[Records from a dataset]
= = = =

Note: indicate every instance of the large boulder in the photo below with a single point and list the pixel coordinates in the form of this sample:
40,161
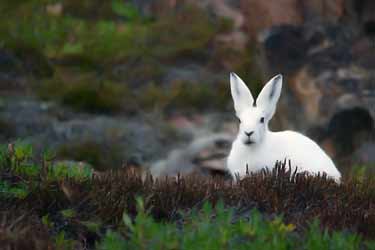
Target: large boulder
329,90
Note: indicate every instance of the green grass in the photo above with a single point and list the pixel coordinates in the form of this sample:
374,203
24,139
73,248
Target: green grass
218,228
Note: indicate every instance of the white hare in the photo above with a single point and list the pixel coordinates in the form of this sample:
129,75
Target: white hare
256,147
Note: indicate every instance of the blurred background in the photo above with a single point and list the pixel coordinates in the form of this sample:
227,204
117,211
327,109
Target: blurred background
146,82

= = = =

● **TASK INSTRUCTIONS**: What goes in the answer is the run of lines from the one holding "Target: large boulder" to the end of the entries, reproduced exactly and with nothing else.

● **EXERCISE SOLUTION**:
Target: large boulder
329,90
Note: indicate every instance of the green grass in the photo above with a single point and list the pixel coordinates in the form of this sample:
374,203
24,139
73,248
Target: green grass
218,228
Note: indicate every instance of the white hare in the photo above with a single point and list the pixel coordinates in the form of this sample:
129,75
Target: white hare
256,147
Note: indicate every instance of the blurred background in the photo above with a single point and list the pixel coordinates in the form of this sample:
227,204
117,211
327,109
Target: blurred background
146,82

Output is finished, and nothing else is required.